EXTRACTED RECORDS —
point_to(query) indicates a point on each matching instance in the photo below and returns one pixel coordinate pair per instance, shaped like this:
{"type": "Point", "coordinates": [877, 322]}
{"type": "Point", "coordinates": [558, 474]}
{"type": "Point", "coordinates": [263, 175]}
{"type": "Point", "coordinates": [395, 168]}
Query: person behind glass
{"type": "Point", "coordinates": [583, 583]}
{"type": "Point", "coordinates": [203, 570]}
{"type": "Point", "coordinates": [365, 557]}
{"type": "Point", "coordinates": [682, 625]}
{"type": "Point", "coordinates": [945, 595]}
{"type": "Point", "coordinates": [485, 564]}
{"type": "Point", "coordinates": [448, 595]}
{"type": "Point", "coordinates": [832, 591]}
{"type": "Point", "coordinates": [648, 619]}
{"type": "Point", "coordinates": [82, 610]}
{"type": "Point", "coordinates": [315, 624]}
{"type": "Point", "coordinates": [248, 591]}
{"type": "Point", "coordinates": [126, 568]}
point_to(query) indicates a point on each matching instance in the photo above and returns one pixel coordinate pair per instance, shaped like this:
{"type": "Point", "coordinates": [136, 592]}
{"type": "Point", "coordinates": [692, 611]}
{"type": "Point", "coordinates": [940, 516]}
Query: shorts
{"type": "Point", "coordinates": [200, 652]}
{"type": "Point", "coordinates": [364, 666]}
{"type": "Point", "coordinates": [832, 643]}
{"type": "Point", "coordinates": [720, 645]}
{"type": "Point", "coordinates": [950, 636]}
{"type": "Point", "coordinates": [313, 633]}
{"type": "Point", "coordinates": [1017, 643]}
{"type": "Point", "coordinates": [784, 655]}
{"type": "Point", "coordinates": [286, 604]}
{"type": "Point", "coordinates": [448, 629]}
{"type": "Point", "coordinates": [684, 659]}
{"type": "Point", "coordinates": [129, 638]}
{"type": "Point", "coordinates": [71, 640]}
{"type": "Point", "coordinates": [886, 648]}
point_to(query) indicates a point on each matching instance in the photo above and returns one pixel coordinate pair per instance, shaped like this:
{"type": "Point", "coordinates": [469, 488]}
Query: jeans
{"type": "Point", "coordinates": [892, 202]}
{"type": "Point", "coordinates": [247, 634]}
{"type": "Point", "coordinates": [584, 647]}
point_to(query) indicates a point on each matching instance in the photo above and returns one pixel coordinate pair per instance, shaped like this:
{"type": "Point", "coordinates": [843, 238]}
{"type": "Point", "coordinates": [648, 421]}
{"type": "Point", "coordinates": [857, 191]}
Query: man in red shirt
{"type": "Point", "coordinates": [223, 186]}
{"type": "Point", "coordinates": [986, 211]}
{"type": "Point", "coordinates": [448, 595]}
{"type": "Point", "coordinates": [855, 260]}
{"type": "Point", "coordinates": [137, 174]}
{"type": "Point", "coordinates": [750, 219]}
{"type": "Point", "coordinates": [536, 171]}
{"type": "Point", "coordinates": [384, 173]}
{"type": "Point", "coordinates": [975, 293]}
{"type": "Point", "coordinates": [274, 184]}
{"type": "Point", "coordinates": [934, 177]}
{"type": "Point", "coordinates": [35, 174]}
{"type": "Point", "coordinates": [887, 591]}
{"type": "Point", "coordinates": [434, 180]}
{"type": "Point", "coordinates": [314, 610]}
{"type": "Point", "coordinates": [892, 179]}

EXERCISE DESCRIPTION — Each record must be repeated exactly as it appears above.

FINAL ANSWER —
point_to(query) indicates a point on each matching instance in the photo below and returns one pixel coordinate pair per instance, shaped like this:
{"type": "Point", "coordinates": [877, 322]}
{"type": "Point", "coordinates": [558, 474]}
{"type": "Point", "coordinates": [263, 175]}
{"type": "Point", "coordinates": [395, 168]}
Query: person behind glass
{"type": "Point", "coordinates": [583, 583]}
{"type": "Point", "coordinates": [203, 570]}
{"type": "Point", "coordinates": [365, 557]}
{"type": "Point", "coordinates": [682, 625]}
{"type": "Point", "coordinates": [945, 595]}
{"type": "Point", "coordinates": [485, 564]}
{"type": "Point", "coordinates": [448, 595]}
{"type": "Point", "coordinates": [832, 591]}
{"type": "Point", "coordinates": [648, 619]}
{"type": "Point", "coordinates": [82, 610]}
{"type": "Point", "coordinates": [315, 624]}
{"type": "Point", "coordinates": [248, 591]}
{"type": "Point", "coordinates": [126, 568]}
point_to(query) indicates a point on each matching instance in the photo above and returns one pixel coordinate pair per instance, shaped like this:
{"type": "Point", "coordinates": [136, 592]}
{"type": "Point", "coordinates": [692, 611]}
{"type": "Point", "coordinates": [940, 516]}
Query: shorts
{"type": "Point", "coordinates": [200, 652]}
{"type": "Point", "coordinates": [364, 666]}
{"type": "Point", "coordinates": [832, 643]}
{"type": "Point", "coordinates": [720, 645]}
{"type": "Point", "coordinates": [950, 636]}
{"type": "Point", "coordinates": [313, 633]}
{"type": "Point", "coordinates": [1017, 643]}
{"type": "Point", "coordinates": [784, 655]}
{"type": "Point", "coordinates": [286, 604]}
{"type": "Point", "coordinates": [448, 629]}
{"type": "Point", "coordinates": [684, 659]}
{"type": "Point", "coordinates": [129, 638]}
{"type": "Point", "coordinates": [71, 640]}
{"type": "Point", "coordinates": [886, 648]}
point_to(query) indicates a point on each matching instance in the photo above and returns one pixel coordinate pair per instance, shaped like this:
{"type": "Point", "coordinates": [469, 488]}
Query: jeans
{"type": "Point", "coordinates": [892, 202]}
{"type": "Point", "coordinates": [247, 634]}
{"type": "Point", "coordinates": [584, 647]}
point_to(query) indicates a point on each matching instance in the photo above and returns one pixel coordinate pair per instance, shaped like this:
{"type": "Point", "coordinates": [843, 238]}
{"type": "Point", "coordinates": [648, 421]}
{"type": "Point", "coordinates": [857, 191]}
Query: man in red shirt
{"type": "Point", "coordinates": [223, 186]}
{"type": "Point", "coordinates": [986, 211]}
{"type": "Point", "coordinates": [448, 595]}
{"type": "Point", "coordinates": [855, 260]}
{"type": "Point", "coordinates": [137, 174]}
{"type": "Point", "coordinates": [750, 219]}
{"type": "Point", "coordinates": [536, 171]}
{"type": "Point", "coordinates": [384, 173]}
{"type": "Point", "coordinates": [975, 293]}
{"type": "Point", "coordinates": [274, 184]}
{"type": "Point", "coordinates": [934, 177]}
{"type": "Point", "coordinates": [35, 174]}
{"type": "Point", "coordinates": [887, 591]}
{"type": "Point", "coordinates": [434, 180]}
{"type": "Point", "coordinates": [314, 610]}
{"type": "Point", "coordinates": [892, 179]}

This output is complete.